## Objectif A
Recopiez à l'identique les lignes de la liste, en commençant par celle qui contient « of the hillside » et en terminant par celle qui contient « pixel 603 356 », ces deux lignes incluses.

## Passage du texte
Devant un parterre d’élèves de grandes écoles, il a récemment analysé les difficultés auxquelles sa société avait été confrontée et qu’il fallait bien résoudre.

« Le gigantisme a changé tous les critères et déshumanisé l’entreprise » – « Les entreprises sont en difficulté lorsqu’elles empilent les organisations et ne se connaissent plus » – « Les volumes ne sont plus l’avenir de Carrefour » – « Il faut segmenter les mammouths en entreprises moyennes, toujours plus performantes ».

En lisant ces lignes dans la dernière édition du magazine « Challenges », je n’ai pas pu m’empêcher de penser au transport aérien.

La course à la grosseur se poursuit sous l’admirable mot de « consolidation ». Mais à qui fera-t-on croire que parce que l’on est plus gros, on est forcément plus performant.

Pour tout dire je suis effaré par la taille atteinte par les 5 plus grands groupes mondiaux.

Notons d’abord qu’ils ne se sont pas constitués par une croissance interne, ce qui aurait pu être vertueux et qui a été réalisé par le passé et plus récemment par Emirates. Non ils deviennent gros par rachat ou rapprochement au gré des difficultés des uns et des autres.

Dernier exemple en date : la toute prochaine fusion entre US Airways et American Airlines. Celle-ci a été approuvée le 14 février 2013 par les actionnaires et le juge des faillites, car American Airlines, faut-il le rappeler est toujours sous le régime du « Chapter 11 » autrement dit le dépôt de bilan et le redressement judiciaire à la sauce américaine.

Faut-il également rappeler que US Airways est elle-même le produit de la fusion entre l’ancienne compagnie US Airways alors en grande difficulté et America West Airlines. Une fois la fusion réalisée et elle le sera puisque les autorités américaines l’ont finalement approuvée, la nouvelle American Airlines représentera de l’ordre de 120.000 salariés, près de 1.500 appareils et un chiffre d’affaires de près de 40 milliards de dollars.

Alors il fallait sans doute faire encore plus gros que les deux autres mastodontes américains : United Airlines et Delta Air Lines.

Après la fusion avec Continental Airlines, United Airlines opère près de 1.300 avions avec plus de 85.000 salariés.

## Matériel extrait

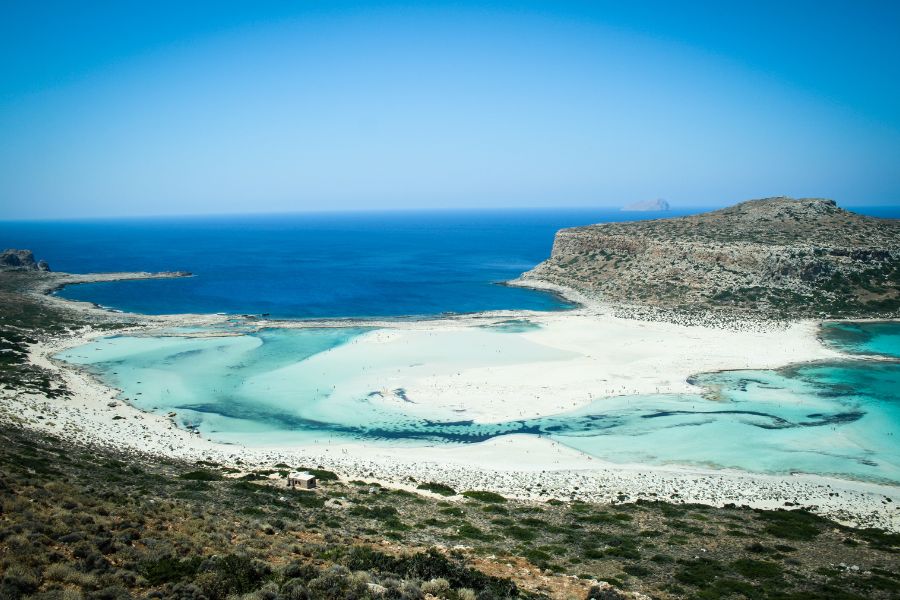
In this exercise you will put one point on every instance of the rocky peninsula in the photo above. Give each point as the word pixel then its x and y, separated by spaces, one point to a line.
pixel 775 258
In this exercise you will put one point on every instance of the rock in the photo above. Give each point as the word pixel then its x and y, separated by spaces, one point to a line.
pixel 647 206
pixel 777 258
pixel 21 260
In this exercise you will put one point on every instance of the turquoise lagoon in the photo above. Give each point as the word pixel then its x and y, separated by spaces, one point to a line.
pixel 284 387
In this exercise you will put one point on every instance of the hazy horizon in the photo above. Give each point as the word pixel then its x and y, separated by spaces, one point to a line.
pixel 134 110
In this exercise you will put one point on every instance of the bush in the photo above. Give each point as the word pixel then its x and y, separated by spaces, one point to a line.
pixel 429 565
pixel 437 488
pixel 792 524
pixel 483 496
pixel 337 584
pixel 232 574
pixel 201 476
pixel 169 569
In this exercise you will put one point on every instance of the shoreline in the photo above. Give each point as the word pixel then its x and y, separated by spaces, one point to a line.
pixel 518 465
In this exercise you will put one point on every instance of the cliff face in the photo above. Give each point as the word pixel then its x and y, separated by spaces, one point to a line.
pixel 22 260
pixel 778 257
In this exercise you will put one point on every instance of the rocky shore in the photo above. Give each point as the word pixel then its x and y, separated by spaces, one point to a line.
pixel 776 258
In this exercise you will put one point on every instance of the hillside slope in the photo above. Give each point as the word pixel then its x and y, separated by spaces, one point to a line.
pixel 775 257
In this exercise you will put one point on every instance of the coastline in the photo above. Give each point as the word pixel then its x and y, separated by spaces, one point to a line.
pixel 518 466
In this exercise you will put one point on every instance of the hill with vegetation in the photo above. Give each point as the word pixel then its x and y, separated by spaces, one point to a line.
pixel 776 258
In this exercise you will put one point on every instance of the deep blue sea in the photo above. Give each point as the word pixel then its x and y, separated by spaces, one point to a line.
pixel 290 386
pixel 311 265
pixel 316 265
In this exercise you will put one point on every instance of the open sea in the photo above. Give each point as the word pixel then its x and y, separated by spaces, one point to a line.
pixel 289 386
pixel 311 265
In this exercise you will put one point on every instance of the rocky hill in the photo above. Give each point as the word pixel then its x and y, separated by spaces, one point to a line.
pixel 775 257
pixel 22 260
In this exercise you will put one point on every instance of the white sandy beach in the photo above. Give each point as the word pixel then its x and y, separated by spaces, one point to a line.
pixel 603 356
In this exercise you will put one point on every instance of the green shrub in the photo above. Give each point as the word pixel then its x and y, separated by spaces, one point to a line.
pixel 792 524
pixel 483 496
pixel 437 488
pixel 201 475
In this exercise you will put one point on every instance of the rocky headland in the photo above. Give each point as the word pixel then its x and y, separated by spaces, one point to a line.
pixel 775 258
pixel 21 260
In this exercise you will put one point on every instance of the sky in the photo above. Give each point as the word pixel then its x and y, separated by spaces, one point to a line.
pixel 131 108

## Objectif B
D'après le passage sur la consolidation du transport aérien, pourquoi la fusion entre US Airways et American Airlines a-t-elle aussi été approuvée par le juge des faillites ?

## Réponse A
In this exercise you will put one point on every instance of the hillside slope in the photo above. Give each point as the word pixel then its x and y, separated by spaces, one point to a line.
pixel 775 257
In this exercise you will put one point on every instance of the coastline in the photo above. Give each point as the word pixel then its x and y, separated by spaces, one point to a line.
pixel 518 466
In this exercise you will put one point on every instance of the hill with vegetation in the photo above. Give each point as the word pixel then its x and y, separated by spaces, one point to a line.
pixel 776 258
In this exercise you will put one point on every instance of the deep blue sea in the photo above. Give each point as the word pixel then its x and y, separated by spaces, one point to a line.
pixel 290 386
pixel 311 265
pixel 316 265
In this exercise you will put one point on every instance of the open sea in the photo above. Give each point as the word pixel then its x and y, separated by spaces, one point to a line.
pixel 289 386
pixel 311 265
In this exercise you will put one point on every instance of the rocky hill in the photo above. Give each point as the word pixel then its x and y, separated by spaces, one point to a line.
pixel 775 257
pixel 22 260
In this exercise you will put one point on every instance of the white sandy beach in the photo above. Give each point as the word pixel then its x and y, separated by spaces, one point to a line.
pixel 603 356

## Réponse B
American Airlines est toujours sous le régime du « Chapter 11 », c'est-à-dire en dépôt de bilan et en redressement judiciaire à l'américaine. La fusion devait donc recevoir l'accord du juge des faillites en plus de celui des actionnaires.